» **What this task involves**: Go through the data and count each line that has the string "below". Give that count alone.

—————

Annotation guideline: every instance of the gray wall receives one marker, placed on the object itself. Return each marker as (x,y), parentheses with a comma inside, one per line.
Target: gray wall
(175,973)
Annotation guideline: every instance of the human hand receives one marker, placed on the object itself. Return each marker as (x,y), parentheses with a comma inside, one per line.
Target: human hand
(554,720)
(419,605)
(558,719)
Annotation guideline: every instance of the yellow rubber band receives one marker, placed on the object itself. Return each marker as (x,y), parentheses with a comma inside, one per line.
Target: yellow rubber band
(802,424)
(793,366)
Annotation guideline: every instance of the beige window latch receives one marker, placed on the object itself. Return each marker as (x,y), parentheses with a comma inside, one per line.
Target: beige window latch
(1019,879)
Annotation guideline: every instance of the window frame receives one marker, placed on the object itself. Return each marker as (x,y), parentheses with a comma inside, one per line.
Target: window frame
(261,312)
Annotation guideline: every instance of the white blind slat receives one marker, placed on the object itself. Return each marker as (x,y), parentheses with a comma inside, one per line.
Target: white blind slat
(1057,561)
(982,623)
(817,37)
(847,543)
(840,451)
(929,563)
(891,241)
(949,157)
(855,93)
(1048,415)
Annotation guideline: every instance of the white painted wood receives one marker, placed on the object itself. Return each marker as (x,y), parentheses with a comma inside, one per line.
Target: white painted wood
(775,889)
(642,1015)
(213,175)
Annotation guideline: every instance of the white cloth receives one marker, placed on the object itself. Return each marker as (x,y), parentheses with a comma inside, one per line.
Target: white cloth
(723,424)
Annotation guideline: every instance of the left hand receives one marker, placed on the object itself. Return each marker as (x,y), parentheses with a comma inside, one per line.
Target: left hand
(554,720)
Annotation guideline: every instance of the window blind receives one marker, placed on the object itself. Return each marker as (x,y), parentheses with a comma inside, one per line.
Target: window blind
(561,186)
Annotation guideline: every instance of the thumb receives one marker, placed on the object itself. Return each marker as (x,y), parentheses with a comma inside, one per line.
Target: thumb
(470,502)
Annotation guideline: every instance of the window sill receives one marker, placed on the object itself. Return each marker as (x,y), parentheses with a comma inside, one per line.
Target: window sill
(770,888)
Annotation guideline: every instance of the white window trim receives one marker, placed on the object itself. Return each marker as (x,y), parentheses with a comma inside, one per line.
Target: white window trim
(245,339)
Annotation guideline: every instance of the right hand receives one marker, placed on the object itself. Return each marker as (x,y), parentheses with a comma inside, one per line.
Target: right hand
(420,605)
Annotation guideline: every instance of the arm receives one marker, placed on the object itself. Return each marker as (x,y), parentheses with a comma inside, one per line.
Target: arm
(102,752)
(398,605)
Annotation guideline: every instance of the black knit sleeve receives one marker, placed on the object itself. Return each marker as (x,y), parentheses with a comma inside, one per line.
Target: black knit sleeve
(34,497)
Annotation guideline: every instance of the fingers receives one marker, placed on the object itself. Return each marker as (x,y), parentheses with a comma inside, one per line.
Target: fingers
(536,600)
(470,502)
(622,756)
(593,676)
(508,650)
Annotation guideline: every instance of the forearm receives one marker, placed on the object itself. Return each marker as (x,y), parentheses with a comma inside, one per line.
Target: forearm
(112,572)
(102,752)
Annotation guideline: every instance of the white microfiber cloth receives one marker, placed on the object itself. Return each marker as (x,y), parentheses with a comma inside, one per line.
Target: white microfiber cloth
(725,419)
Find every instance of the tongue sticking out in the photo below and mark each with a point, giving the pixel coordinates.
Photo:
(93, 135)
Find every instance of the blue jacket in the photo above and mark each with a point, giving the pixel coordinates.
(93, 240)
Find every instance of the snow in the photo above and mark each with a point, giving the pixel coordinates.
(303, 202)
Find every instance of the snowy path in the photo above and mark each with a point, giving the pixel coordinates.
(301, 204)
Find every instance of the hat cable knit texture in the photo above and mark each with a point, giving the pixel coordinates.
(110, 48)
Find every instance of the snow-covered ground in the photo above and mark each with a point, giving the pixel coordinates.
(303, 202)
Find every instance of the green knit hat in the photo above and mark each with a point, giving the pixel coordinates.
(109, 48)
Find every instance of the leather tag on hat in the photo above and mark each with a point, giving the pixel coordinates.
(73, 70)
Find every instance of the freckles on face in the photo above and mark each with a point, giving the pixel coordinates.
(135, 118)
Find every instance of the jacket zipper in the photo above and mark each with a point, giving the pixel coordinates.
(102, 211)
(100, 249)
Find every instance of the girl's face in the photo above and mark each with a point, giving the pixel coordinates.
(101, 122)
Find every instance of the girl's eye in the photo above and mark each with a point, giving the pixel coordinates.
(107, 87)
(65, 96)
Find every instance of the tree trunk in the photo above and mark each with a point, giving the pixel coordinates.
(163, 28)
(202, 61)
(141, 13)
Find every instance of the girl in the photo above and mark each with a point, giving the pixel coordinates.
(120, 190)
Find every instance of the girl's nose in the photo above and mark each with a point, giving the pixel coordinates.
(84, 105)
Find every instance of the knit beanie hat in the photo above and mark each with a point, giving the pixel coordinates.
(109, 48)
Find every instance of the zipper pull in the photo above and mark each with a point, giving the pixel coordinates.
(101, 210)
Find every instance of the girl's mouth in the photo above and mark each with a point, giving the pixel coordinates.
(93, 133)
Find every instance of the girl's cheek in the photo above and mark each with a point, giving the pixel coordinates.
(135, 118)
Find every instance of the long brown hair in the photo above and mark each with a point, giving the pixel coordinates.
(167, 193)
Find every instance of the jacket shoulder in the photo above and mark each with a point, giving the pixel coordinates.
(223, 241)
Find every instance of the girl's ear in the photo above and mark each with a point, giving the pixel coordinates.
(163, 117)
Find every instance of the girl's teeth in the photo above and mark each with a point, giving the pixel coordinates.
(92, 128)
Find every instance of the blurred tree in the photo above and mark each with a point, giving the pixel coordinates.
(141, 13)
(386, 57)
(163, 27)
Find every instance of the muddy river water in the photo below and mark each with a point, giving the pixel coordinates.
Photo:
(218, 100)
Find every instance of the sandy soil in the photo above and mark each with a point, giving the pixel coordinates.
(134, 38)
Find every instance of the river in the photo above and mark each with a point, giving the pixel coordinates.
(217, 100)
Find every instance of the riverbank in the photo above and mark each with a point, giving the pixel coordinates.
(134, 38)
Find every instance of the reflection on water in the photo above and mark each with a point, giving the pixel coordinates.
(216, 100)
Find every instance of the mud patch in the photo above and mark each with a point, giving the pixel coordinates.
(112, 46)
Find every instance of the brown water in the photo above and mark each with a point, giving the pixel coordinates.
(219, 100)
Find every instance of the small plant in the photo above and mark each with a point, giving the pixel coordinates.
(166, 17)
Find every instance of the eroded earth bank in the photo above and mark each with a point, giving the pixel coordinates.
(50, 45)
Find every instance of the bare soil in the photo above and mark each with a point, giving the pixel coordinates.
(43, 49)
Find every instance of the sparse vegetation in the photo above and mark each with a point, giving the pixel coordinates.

—————

» **Answer to the exercise**: 2